Task objective: Make an exact copy of all the entries, but do not reproduce the pictures.

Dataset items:
+++++

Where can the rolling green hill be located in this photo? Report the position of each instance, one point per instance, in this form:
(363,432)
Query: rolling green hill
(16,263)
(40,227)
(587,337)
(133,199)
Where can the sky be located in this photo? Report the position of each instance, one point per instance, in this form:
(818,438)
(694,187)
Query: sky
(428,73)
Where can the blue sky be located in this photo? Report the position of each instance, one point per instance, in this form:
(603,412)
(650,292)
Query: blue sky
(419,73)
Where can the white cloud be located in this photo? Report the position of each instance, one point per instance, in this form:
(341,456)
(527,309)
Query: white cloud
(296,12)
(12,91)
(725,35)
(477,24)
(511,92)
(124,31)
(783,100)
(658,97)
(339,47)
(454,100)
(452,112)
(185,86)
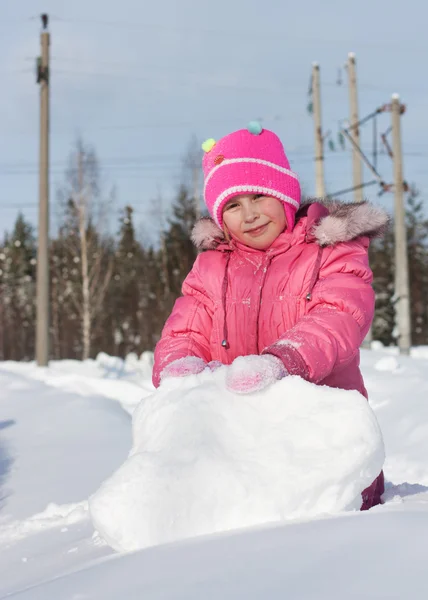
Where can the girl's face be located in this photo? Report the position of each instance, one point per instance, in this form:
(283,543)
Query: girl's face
(254,220)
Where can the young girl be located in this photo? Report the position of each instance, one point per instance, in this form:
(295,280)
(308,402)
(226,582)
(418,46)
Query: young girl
(286,285)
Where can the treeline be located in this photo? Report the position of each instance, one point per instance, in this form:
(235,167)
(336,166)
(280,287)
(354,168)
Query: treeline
(113,293)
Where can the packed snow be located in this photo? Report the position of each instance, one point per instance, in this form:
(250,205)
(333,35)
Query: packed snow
(66,433)
(205,460)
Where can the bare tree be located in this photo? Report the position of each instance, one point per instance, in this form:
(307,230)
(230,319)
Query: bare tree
(86,247)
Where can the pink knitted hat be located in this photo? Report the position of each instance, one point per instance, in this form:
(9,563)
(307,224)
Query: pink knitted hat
(249,161)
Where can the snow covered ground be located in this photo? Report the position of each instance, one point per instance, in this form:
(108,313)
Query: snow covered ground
(66,429)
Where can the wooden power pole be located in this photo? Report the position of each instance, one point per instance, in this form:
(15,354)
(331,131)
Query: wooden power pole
(402,293)
(354,130)
(319,140)
(42,314)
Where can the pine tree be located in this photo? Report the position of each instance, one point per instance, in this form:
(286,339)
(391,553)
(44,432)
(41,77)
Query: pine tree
(18,260)
(126,286)
(179,248)
(417,239)
(382,263)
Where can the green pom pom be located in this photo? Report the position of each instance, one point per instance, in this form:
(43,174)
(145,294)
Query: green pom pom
(255,127)
(208,145)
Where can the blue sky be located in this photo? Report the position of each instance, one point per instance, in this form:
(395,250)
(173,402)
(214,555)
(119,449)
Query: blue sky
(138,80)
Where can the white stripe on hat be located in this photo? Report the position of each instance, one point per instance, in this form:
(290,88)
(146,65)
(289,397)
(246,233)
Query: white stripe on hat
(259,161)
(240,189)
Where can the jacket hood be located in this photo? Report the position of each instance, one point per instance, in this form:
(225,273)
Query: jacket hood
(328,222)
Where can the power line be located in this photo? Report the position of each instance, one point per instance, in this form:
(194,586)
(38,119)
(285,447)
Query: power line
(258,34)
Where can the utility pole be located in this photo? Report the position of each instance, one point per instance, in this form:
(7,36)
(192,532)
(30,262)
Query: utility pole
(401,262)
(319,140)
(42,294)
(354,130)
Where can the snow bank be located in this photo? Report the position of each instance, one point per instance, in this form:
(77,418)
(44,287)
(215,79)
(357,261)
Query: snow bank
(205,460)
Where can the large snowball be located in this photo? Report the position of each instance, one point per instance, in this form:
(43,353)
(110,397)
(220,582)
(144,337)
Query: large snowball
(205,460)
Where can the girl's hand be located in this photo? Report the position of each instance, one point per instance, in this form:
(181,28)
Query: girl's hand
(188,365)
(254,373)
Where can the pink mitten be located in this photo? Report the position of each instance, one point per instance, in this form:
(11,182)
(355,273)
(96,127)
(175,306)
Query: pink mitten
(253,373)
(188,365)
(213,365)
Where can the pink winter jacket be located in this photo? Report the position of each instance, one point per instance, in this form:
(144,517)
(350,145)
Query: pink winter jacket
(307,299)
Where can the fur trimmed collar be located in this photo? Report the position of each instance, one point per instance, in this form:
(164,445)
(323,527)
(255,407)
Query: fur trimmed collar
(328,223)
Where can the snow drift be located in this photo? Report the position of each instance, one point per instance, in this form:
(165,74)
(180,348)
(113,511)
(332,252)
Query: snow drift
(205,460)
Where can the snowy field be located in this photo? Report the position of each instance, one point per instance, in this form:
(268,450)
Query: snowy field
(66,436)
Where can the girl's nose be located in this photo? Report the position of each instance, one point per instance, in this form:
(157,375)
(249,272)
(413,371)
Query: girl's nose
(250,213)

+++++

Exercise solution:
Where can the rolling green hill be located in this photo? Report the position of each instance, one point per instance, in this form:
(363,432)
Query: rolling green hill
(16,263)
(40,227)
(587,337)
(133,199)
Where can the sky be located in this photo? Report the position of each instance, one point per instance, in this form:
(818,438)
(694,187)
Query: sky
(428,73)
Where can the blue sky be located in this photo? Report the position of each instance, one point per instance, in this form:
(603,412)
(650,292)
Query: blue sky
(419,73)
Where can the white cloud be located in this photo? Report the position of each instance, one point per instance, in this form:
(341,456)
(527,309)
Query: white cloud
(296,12)
(12,91)
(725,35)
(477,24)
(511,92)
(124,31)
(783,100)
(658,97)
(339,47)
(454,100)
(452,112)
(185,86)
Where can the girl's face be located in this photo? Report the position of each instance, one point per instance, in this form:
(283,543)
Query: girl's face
(254,220)
Where can the young girl be located in this photo? Report the position of each instance, one point per instance, in this form:
(295,280)
(308,402)
(226,582)
(418,46)
Query: young girl
(286,285)
Where can the treeline be located in this photo? Report the position of each instance, one point per instance, in this form:
(235,167)
(336,166)
(280,287)
(354,168)
Query: treeline
(113,293)
Where can the packed snow be located in this photo? Report the position of each instance, one point per instance, in this form:
(250,205)
(333,35)
Query: packed snow
(66,433)
(205,460)
Where can the bare tree be located in this photo? Report the position of each instance, one point per instance, in this form:
(307,230)
(230,319)
Query: bare tree
(86,247)
Where can the pink knitted hat be located in this photo? Report the position of each instance, one point per instance, in this form:
(9,563)
(307,224)
Query: pink knitted hat
(249,161)
Where can the snow covered ground be located in this photo? Report the position of each instance, one point per instance, in this form:
(108,313)
Query: snow covered ground
(66,429)
Where can the wooden power pole be located in this photo? Report the position of each instance, one point per instance, in this form:
(15,354)
(331,131)
Query: wooden power pole
(402,293)
(354,130)
(319,140)
(42,314)
Where can the pine tree be located in this photo? Report the position of each instance, one point per instance, in this form:
(286,339)
(391,553)
(44,432)
(41,77)
Query: pine tree
(18,260)
(126,286)
(179,248)
(417,239)
(382,263)
Where can the green pom pom be located in this photo? Report the position of each instance, one point per instance, in this form:
(43,174)
(145,294)
Query: green pom pom
(255,127)
(208,145)
Where can the blue sky be located in this photo? Report the position of each instance, one point per instance, in this form:
(395,250)
(173,402)
(214,555)
(119,449)
Query: blue sky
(138,80)
Where can the white stripe on hat be located in this photo? Report the position of each instance, one point per instance, in this form:
(290,88)
(146,65)
(289,397)
(246,233)
Query: white stripe on hat
(259,161)
(240,189)
Where can the jacket hood be located in this photo? Report the position of each instance, one point per instance, in this form:
(225,273)
Query: jacket hood
(328,222)
Where can the power line be located in this photo? Report the position of each instance, one point per instance, in this form:
(194,586)
(38,119)
(285,447)
Query: power line
(258,34)
Where can the utility pole be located in this photo? Report the position of each instance, one point per instance, in this form:
(7,36)
(192,532)
(30,262)
Query: utility pole
(401,262)
(319,140)
(42,294)
(354,130)
Where can the snow bank be located in this photo? Report the position of each instance, one point per instance, in this form:
(77,418)
(44,287)
(215,79)
(357,261)
Query: snow bank
(205,460)
Where can the large snowball be located in this photo? Report the position of each instance, one point per instance, in this form:
(43,353)
(110,397)
(220,582)
(144,337)
Query: large snowball
(205,460)
Where can the girl's hand be located in this photo? Report the position of each instance, one point per instance, in this form:
(181,28)
Query: girl's hand
(188,365)
(254,373)
Where can the pink mitten be located in this photo? Report the position of each instance, one point per instance, in this form:
(11,182)
(355,273)
(96,127)
(175,306)
Query: pink mitten
(253,373)
(188,365)
(213,365)
Where can the pink winter jacket be located in this photo? Report the position of each instance, one point per instance, in this form:
(144,517)
(350,145)
Query: pink winter jacket
(307,299)
Where can the fur trimmed collar be located in this photo? Report the position of each instance, one point per instance, in this form:
(164,445)
(323,527)
(255,407)
Query: fur trimmed collar
(328,223)
Where can the snow drift be located in this photo? Report the position of each instance, one point per instance, in this form:
(165,74)
(180,348)
(113,511)
(332,252)
Query: snow drift
(205,460)
Where can the snowy field be located in this photo? Report the position of each instance, one point per instance, in this form:
(268,450)
Query: snowy field
(66,436)
Where can the girl's nose be located in this photo? Report the position of each instance, one point per instance, in this form:
(157,375)
(249,272)
(413,371)
Query: girl's nose
(250,213)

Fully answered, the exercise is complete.